* **Exercise prompt**
Below is a set of records; restate each one word for word.

### Records for the exercise ###

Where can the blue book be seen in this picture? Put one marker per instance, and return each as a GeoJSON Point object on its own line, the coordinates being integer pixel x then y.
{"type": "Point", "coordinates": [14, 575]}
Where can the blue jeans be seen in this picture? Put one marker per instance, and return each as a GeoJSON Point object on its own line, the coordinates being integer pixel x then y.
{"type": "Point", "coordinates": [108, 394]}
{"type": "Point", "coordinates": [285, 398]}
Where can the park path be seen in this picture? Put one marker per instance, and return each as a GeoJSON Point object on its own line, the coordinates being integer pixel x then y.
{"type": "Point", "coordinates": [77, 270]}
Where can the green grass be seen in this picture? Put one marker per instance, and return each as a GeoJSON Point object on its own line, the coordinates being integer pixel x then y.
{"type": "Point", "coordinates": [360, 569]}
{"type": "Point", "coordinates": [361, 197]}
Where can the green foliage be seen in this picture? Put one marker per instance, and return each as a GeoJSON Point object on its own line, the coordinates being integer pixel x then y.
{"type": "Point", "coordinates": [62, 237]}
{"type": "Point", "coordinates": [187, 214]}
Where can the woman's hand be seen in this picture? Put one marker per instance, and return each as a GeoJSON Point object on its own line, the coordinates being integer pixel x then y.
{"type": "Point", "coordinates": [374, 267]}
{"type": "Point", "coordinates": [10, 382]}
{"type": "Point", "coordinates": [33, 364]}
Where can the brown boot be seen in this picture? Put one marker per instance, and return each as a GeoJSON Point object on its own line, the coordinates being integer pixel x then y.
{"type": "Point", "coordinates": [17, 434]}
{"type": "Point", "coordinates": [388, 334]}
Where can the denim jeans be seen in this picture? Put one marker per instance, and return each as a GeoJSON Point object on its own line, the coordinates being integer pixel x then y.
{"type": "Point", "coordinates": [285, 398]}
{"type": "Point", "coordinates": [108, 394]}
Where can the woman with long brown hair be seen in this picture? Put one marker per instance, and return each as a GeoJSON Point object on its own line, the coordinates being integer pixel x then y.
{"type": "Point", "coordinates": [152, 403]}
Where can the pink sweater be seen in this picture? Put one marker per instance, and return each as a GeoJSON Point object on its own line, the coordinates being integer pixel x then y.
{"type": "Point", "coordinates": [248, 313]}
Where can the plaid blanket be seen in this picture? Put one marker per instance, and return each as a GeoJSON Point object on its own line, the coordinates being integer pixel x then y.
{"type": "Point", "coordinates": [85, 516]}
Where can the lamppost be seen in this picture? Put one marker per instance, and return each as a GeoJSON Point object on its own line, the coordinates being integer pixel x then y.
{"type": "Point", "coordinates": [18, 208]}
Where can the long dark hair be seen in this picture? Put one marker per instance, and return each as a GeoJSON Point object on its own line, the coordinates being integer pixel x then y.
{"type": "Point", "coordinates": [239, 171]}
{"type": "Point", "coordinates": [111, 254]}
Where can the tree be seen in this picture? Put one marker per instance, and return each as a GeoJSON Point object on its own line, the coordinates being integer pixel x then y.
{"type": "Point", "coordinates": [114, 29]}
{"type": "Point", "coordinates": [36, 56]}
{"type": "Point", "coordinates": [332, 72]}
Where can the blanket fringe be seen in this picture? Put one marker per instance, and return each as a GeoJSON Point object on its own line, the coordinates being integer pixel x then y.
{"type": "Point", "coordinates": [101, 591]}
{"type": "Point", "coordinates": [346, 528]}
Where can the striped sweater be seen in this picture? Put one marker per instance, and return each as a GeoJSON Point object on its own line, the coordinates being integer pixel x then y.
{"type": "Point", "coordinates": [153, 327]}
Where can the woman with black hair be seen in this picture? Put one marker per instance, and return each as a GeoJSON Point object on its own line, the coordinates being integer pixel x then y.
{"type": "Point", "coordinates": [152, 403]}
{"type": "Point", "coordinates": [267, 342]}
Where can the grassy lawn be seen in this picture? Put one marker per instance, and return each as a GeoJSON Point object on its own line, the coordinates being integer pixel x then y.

###

* **Written solution**
Where can the blue book be seen in this picture? Put one marker per instance, and return each as a GeoJSON Point object on its own line, the coordinates being integer pixel x then y.
{"type": "Point", "coordinates": [14, 575]}
Where can the blue jeans be seen in this picture? Put one marker per instance, and return each as a GeoJSON Point object on its own line, the coordinates being integer pixel x then y.
{"type": "Point", "coordinates": [108, 394]}
{"type": "Point", "coordinates": [285, 398]}
Where can the park path be seen in this picture? Put one marker per instance, and return each as a GeoJSON Point object on its own line, the coordinates being integer pixel x then y.
{"type": "Point", "coordinates": [77, 270]}
Where can the green grass be seen in this picture? Put one marker per instance, and return each as a GeoJSON Point object on its own line, the coordinates being integer pixel x then y.
{"type": "Point", "coordinates": [360, 569]}
{"type": "Point", "coordinates": [361, 197]}
Where can the green foliage be seen in this picture? Put one marker per instance, and return each as a GeoJSON Point object on its own line, the coordinates being integer pixel x then y.
{"type": "Point", "coordinates": [62, 237]}
{"type": "Point", "coordinates": [187, 214]}
Where can the woman's hand be seen in this picture? Put one marker per instance, and return each as a GeoJSON Point object on its own line, the coordinates being integer pixel x then y.
{"type": "Point", "coordinates": [374, 267]}
{"type": "Point", "coordinates": [10, 382]}
{"type": "Point", "coordinates": [33, 364]}
Where can the brown boot be seen in this picture? Put one marker per instance, and return each as a GeoJSON Point object on its own line, the coordinates being integer pixel x then y.
{"type": "Point", "coordinates": [17, 434]}
{"type": "Point", "coordinates": [388, 334]}
Where can the denim jeans be seen in this picture? Put one marker per instance, and return each as a GeoJSON Point object on its own line, the coordinates being integer pixel x then y.
{"type": "Point", "coordinates": [285, 398]}
{"type": "Point", "coordinates": [108, 394]}
Where can the woman with long brown hair be seen in this picture? Put one marker per instance, and return each as a GeoJSON Point object on its own line, the coordinates being integer pixel x then y.
{"type": "Point", "coordinates": [152, 403]}
Where can the pink sweater be seen in this picture? Put one marker per instance, and return each as a GeoJSON Point object on its own line, the coordinates being integer pixel x then y.
{"type": "Point", "coordinates": [248, 313]}
Where can the plaid blanket be seen in this picture? Put one marker per instance, and return each as a GeoJSON Point object on its own line, the coordinates being integer pixel x then y.
{"type": "Point", "coordinates": [85, 516]}
Where can the lamppost be seen in this picture? Put one marker per instance, and return each as a GeoJSON Point object on its own line, the coordinates being integer pixel x then y.
{"type": "Point", "coordinates": [18, 208]}
Where can the long dark hair be seen in this picture? Put one marker per instance, and return each as a GeoJSON Point object on its own line, the coordinates being integer pixel x then y.
{"type": "Point", "coordinates": [239, 171]}
{"type": "Point", "coordinates": [111, 254]}
Where can the tree be seen in this picture? Put one marker per instance, and return each as a GeoJSON Point object on its own line, the coordinates being integer pixel x then y.
{"type": "Point", "coordinates": [114, 29]}
{"type": "Point", "coordinates": [36, 56]}
{"type": "Point", "coordinates": [332, 72]}
Where can the blanket fringe be seen in this picture? Put one marker per instance, and return each as a GeoJSON Point object on its own line, the coordinates being integer pixel x then y.
{"type": "Point", "coordinates": [101, 591]}
{"type": "Point", "coordinates": [346, 528]}
Where can the striped sweater be seen in this picture? Put one marker per instance, and return each as a GeoJSON Point object on its own line, the coordinates being integer pixel x then y.
{"type": "Point", "coordinates": [153, 327]}
Where can the woman with black hair be seen in this picture? Put one marker per instance, and return each as a GeoJSON Point object on its own line, the coordinates being integer pixel x then y.
{"type": "Point", "coordinates": [152, 403]}
{"type": "Point", "coordinates": [267, 342]}
Where can the grassy lawn be seen in this picture? Put one marker per instance, and return each as a GeoJSON Point object on its own line, the coordinates being integer pixel x then y.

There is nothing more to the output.